PROBLEMS AND TASKS =>
[a] Answer these questions about the Airflow notifications recap:
(i) Which Airflow release introduced notifiers?
(ii) When task-level and DAG-level configurations are combined, which takes precedence?
(iii) What does retry_exponential_backoff do?
[b] Carry on writing the Airflow notifications recap from the point where it stops.

Note: Since the release of notifiers in Airflow 2.6, you no longer need to create your own Airflow notification system from scratch. Notifiers allow you to set a notification method, and then apply it to all of your DAGs without having to include the same boiler plate code in all of them. Check out our How to monitor your pipelines with Airflow and Astro alerts webinar and our Manage Airflow DAG notifications guide to learn more!
Welcome to the recap of a webinar on notifications in Airflow - a really fun topic that’s relevant to all of us working with data pipelines!
Airflow is an ideal orchestrator - pipelines in code make it flexible, a vast network of provider packages and community contributions make it extensible. It’s also highly scalable due to its sophisticated and flexible infrastructure.
All of it sounds great… But what happens if something goes wrong?
We’d all love to think that our code has no bugs, but that isn’t realistic. And even if we do have perfect code, sometimes things happen that are outside of our control. An API or external system might go down, you might have some mysterious Kubernetes error that you’re never able to replicate. We’ve all been there.
So the question is not really IF something will go wrong, but rather how do you handle it when it happens? The first step is knowing that something occurred first, and that’s what notifications are here for!
Let’s get to know them better.
During the webinar we covered:
- Notification basics
- How notifications work within Airflow and what you can do with them
- Setting up the most common methods - email notifications, Slack notifications etc.
- More advanced topics - SLS, Data quality issues
How do you know that something has failed?
Constantly checking the UI just in case something happens isn’t great for production. Fortunately, Airflow has a ton of options for notifications! And they’re super-flexible.
Notifications can be based on any number of different events, and they can be sent via different methods, and to any number of various systems. Check out our complimentary guide on Airflow notifications that elaborates on the subject. A highly recommended read!
Notification level essentially means what level of your pipeline is sending the notification.
You can set notifications:
- at the DAG level (see example above - email_on_failure set to false) - they will be inherited by every task
- at the task level if you need more specific control (see example above - email_on_failure more specific)
This particular concept is not unique to notifications specifically, it’s very common within Airflow.
Any task level configurations are going to take precedence over your DAG level configurations, so combining those can be a good way to get more specific.
Notifications are more than failures! They can also be set for retries and successes. With Airflow, you have complete control over when you get notified.
Excellent functionalities for giving your DAGs the best chance of success:
- the retry_delay, where you can change the period of time between your retries
- the retry_exponential_backoff (see example), making the time period between each retry progressively grow
These are very useful for situations out of your control, for example, when DAGs are in DPIs or external systems that might periodically go down. They can be used in conjunction with notifications.

EXTRACTED MATERIAL =>
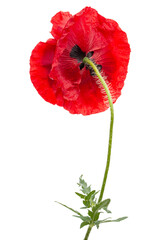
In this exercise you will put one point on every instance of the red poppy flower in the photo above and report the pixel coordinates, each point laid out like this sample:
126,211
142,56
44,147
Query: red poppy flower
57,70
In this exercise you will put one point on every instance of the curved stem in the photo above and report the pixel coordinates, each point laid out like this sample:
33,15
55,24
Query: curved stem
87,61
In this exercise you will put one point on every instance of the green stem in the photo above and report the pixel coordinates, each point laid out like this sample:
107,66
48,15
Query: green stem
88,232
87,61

* * *

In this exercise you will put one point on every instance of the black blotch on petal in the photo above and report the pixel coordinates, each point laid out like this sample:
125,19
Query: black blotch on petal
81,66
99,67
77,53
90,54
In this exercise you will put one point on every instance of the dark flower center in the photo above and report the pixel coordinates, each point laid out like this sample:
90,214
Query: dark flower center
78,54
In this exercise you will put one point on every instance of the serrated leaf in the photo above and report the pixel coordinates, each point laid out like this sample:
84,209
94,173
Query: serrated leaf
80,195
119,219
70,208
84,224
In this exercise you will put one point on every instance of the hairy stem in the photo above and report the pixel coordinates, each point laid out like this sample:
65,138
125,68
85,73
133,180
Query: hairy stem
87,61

--

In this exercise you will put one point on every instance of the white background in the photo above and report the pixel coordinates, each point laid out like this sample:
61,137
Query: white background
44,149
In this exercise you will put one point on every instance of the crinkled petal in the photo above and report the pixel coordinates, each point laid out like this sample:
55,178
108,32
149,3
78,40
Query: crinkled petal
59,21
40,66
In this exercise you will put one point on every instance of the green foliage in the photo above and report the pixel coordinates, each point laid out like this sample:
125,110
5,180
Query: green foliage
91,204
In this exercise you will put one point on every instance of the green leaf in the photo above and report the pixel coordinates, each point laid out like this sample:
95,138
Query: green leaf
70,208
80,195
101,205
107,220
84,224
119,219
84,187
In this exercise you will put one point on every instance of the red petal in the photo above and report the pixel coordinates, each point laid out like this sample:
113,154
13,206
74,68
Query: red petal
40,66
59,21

ANSWERS BELOW =>
[a]
(i) Airflow 2.6.
(ii) The task-level configurations.
(iii) It makes the time period between each retry progressively grow.

[b]
One of the most significant benefits of Airflow is that if you can write something in Python, you can do it in Airflow. Built-in notifications are easy and perfect for simplicity, but you can customize your notifications, too. They can be sent to anything that has an API.
The easiest way to define custom notifications within Airflow is using the following functions:
- on_failure_callback (example)
As a part of the base operator, these can be used within any task, and as Python functions, they can be defined as anything you want. You have full control over what happens when a task fails or succeeds.
1. Email Notifications
Likely everybody who has used Airflow for any length of time has set up email notifications. They are probably the most common within most organizations - when something fails, you get an email with the details.
Built-in Airflow functionality: all you have to do is configure the SMTP server, giving Airflow a way to send that email.
- Configure an SMTP in your Airflow config ➡️ SMTP section.
- Set Airflow environment variables.
- Turn notifications on - as seen in the previous examples.
You can customize your email notifications if you want a different email title, fancy graphics, more information on the DAG - simply provide Airflow with the path to the template. It’s achievable:
- In Airflow config
- Using an environment variable
2. Slack Notifications
Perhaps your organization uses Slack rather than emails? Or both?
Setting up Slack notifications:
- Defining the on_failure_callback function
- Using the slack_webhook operator (check that out in the Astronomer registry) within the function
- Defining the slack message you want to receive
- Turning on notifications.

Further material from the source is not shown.